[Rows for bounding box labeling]
--------------------

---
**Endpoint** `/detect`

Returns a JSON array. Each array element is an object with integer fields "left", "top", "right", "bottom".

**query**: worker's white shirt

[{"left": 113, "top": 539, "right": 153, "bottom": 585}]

--------------------

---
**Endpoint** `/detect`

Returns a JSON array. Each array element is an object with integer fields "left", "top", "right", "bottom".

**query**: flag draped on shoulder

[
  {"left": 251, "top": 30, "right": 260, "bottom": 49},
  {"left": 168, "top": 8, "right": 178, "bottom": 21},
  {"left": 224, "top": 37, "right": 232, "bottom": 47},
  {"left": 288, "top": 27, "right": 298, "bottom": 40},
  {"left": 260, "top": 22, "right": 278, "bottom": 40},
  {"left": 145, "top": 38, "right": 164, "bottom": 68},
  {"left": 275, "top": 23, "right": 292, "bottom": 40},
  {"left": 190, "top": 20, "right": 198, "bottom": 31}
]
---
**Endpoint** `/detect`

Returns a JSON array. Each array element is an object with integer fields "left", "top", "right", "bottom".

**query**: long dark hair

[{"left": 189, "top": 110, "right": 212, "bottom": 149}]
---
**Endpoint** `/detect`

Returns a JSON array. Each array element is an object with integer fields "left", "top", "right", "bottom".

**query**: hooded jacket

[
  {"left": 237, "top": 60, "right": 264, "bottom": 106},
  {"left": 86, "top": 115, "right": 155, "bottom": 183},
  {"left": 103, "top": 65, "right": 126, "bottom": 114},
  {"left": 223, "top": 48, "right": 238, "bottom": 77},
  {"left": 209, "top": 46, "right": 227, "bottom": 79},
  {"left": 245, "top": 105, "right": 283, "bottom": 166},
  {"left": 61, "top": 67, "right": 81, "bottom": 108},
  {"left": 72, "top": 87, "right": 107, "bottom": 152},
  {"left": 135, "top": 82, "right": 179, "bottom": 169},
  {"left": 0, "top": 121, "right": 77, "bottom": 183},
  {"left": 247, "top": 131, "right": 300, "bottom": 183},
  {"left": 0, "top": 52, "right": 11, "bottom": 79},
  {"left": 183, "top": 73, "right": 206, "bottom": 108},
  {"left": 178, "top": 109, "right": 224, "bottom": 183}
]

--------------------

* _EXERCISE_
Which lines in the rows above contain the string "query", matching case exactly? Copy out each of those lines.

* _WORKED ANSWER_
**query**: worker's white shirt
**query**: flag draped on shoulder
**query**: long dark hair
**query**: hooded jacket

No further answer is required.